== Source data ==

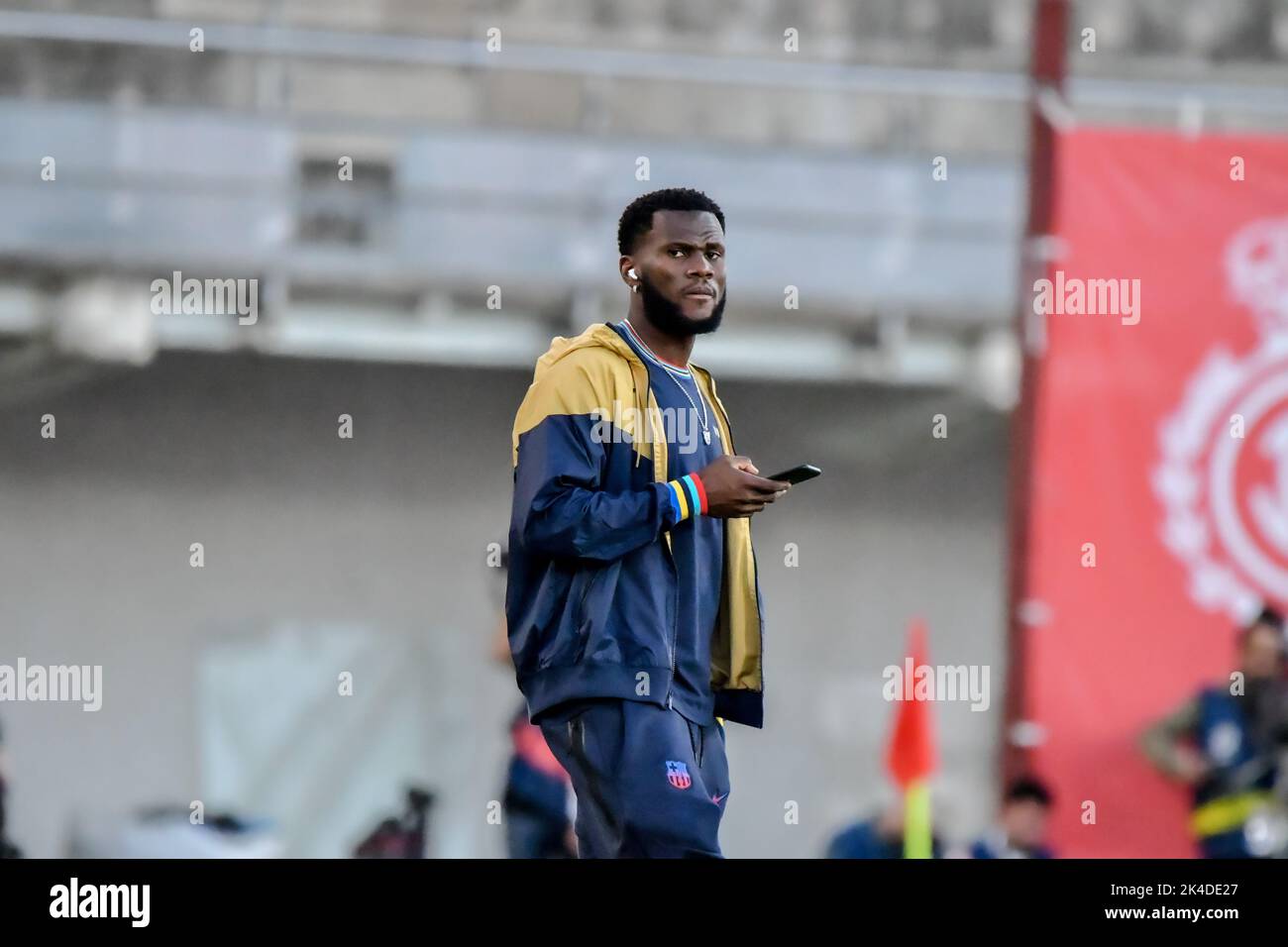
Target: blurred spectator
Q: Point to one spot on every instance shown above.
(880, 836)
(1224, 742)
(1020, 831)
(537, 791)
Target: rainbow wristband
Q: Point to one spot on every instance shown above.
(688, 496)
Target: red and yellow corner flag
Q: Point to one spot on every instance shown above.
(911, 755)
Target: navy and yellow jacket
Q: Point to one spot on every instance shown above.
(591, 594)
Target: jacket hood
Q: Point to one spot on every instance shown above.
(599, 334)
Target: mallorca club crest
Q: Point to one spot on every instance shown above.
(678, 775)
(1223, 476)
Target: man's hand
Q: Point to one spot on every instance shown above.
(734, 489)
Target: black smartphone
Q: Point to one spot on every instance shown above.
(798, 474)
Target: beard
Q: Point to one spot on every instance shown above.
(670, 320)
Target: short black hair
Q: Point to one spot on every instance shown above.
(638, 218)
(1270, 617)
(1028, 789)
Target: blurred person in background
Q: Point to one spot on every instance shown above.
(7, 848)
(1224, 742)
(880, 836)
(537, 800)
(1021, 825)
(632, 599)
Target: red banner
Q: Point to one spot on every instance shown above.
(1159, 493)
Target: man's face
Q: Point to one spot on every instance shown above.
(682, 272)
(1261, 652)
(1024, 822)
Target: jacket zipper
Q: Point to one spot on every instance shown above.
(755, 569)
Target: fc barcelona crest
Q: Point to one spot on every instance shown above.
(678, 775)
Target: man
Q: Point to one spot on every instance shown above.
(1021, 828)
(880, 836)
(1224, 742)
(632, 603)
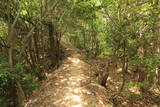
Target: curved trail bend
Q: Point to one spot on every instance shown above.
(69, 86)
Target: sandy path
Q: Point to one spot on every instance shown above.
(69, 86)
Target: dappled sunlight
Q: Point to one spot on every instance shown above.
(74, 98)
(74, 60)
(79, 105)
(135, 90)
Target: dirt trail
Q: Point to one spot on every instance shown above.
(70, 85)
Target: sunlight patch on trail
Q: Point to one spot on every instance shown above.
(74, 60)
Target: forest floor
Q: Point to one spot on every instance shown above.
(74, 84)
(70, 85)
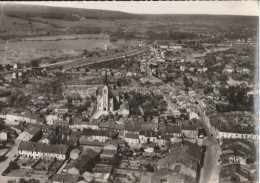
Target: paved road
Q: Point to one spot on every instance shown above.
(4, 164)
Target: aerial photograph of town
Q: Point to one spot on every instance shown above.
(129, 92)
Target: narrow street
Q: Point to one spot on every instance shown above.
(4, 164)
(210, 170)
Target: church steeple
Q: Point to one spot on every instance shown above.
(105, 79)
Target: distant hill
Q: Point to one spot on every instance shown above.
(71, 14)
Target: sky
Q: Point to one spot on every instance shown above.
(250, 8)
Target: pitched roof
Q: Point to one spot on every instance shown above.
(132, 136)
(40, 147)
(66, 178)
(107, 133)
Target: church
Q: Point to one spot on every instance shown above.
(107, 99)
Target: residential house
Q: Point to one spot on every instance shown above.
(65, 178)
(132, 139)
(39, 150)
(189, 131)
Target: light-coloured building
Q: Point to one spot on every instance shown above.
(39, 150)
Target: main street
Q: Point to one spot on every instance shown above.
(211, 168)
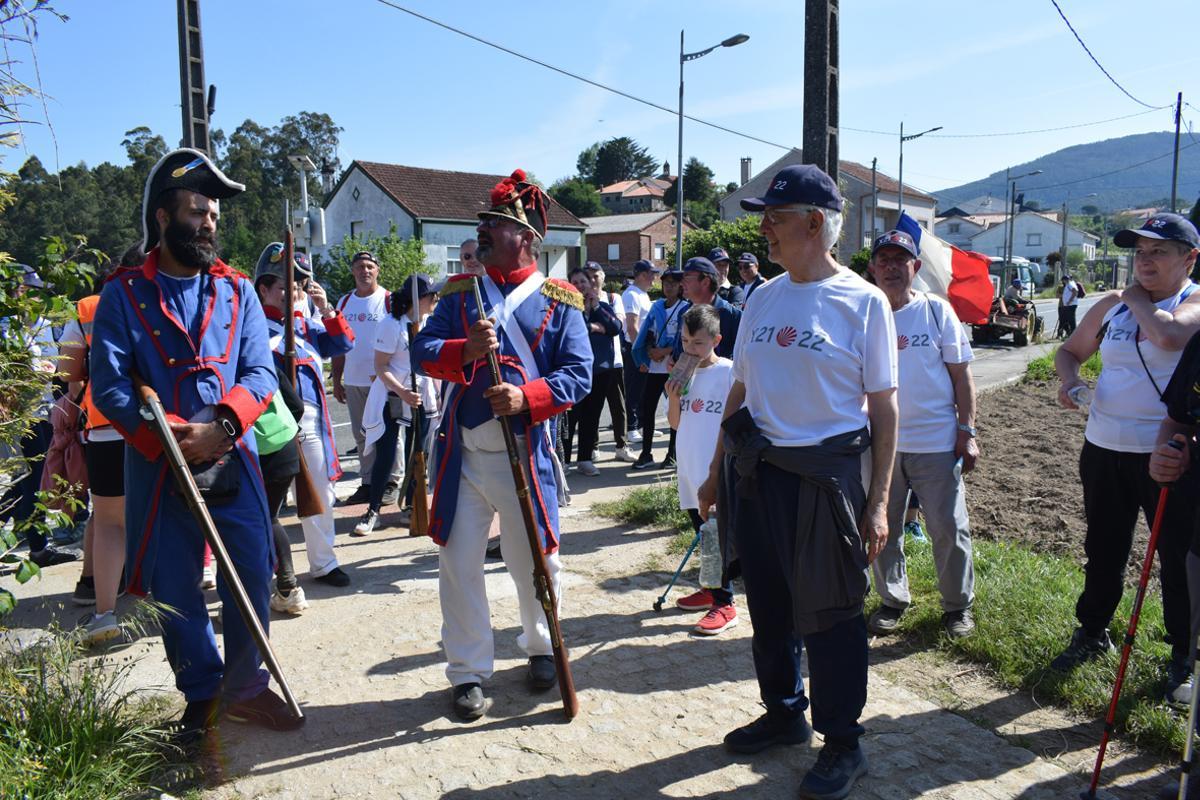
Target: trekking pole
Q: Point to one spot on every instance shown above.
(1131, 632)
(1189, 744)
(691, 548)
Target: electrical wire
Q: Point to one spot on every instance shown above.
(1095, 60)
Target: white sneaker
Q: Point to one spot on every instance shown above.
(366, 524)
(291, 603)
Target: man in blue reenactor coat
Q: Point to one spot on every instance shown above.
(193, 330)
(535, 325)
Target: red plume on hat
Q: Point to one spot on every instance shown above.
(514, 198)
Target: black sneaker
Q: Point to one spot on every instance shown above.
(469, 702)
(361, 494)
(834, 774)
(767, 732)
(267, 710)
(541, 672)
(51, 555)
(85, 591)
(1084, 647)
(885, 620)
(335, 577)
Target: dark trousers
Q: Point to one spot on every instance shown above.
(1116, 487)
(385, 457)
(723, 596)
(276, 493)
(33, 446)
(652, 392)
(635, 379)
(765, 536)
(605, 386)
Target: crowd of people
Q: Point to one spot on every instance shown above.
(807, 413)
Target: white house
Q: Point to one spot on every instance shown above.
(438, 206)
(855, 182)
(1035, 236)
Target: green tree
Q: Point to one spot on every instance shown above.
(399, 258)
(622, 160)
(579, 197)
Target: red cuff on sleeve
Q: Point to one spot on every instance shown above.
(336, 325)
(244, 405)
(449, 365)
(541, 402)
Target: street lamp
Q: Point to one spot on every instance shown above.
(733, 41)
(1011, 200)
(900, 179)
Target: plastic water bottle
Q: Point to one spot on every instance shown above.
(709, 554)
(1080, 396)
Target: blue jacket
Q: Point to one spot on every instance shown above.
(228, 366)
(558, 340)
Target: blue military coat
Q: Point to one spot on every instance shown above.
(558, 340)
(228, 365)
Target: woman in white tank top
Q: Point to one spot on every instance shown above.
(1140, 332)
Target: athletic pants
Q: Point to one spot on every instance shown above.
(1116, 486)
(765, 535)
(485, 487)
(943, 501)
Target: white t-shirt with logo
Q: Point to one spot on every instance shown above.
(809, 353)
(363, 314)
(701, 409)
(928, 337)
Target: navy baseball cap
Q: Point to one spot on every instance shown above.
(803, 184)
(895, 239)
(1170, 227)
(702, 265)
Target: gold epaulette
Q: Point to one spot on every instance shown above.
(456, 283)
(563, 292)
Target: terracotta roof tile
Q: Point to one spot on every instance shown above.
(445, 194)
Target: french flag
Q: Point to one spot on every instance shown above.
(958, 275)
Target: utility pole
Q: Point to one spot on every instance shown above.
(196, 112)
(1175, 162)
(820, 138)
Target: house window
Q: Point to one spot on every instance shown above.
(454, 263)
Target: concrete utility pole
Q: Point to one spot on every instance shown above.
(196, 112)
(820, 138)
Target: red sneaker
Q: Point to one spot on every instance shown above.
(717, 620)
(696, 601)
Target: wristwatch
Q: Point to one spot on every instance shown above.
(229, 428)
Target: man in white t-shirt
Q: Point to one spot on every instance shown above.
(354, 372)
(636, 300)
(815, 379)
(936, 443)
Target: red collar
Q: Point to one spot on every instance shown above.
(513, 276)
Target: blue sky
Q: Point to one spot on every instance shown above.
(413, 94)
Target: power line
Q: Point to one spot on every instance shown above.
(1095, 60)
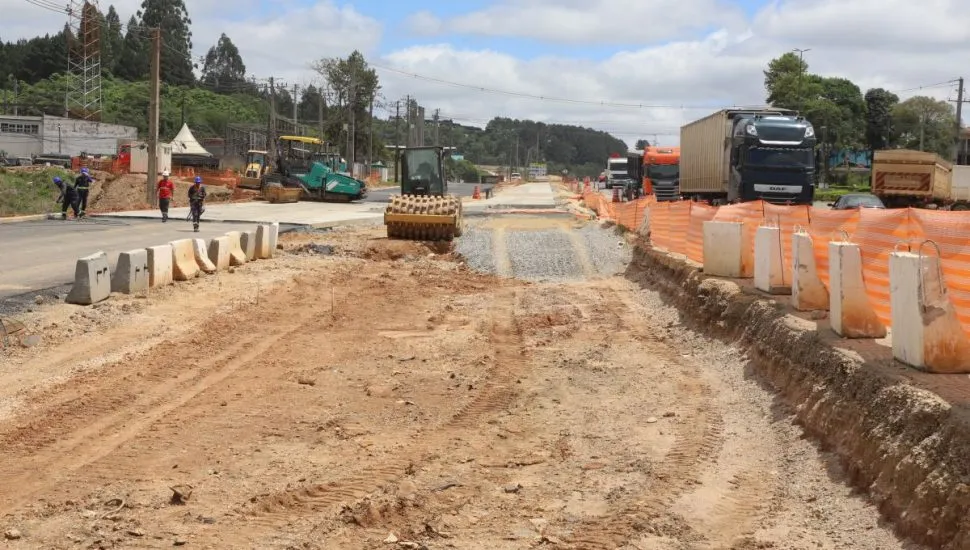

== What you have to do ==
Return every line of the material that contains the string "utility", keeping to its exact case.

== Solution for this problem ==
Target: utility pole
Target: concrete utility pole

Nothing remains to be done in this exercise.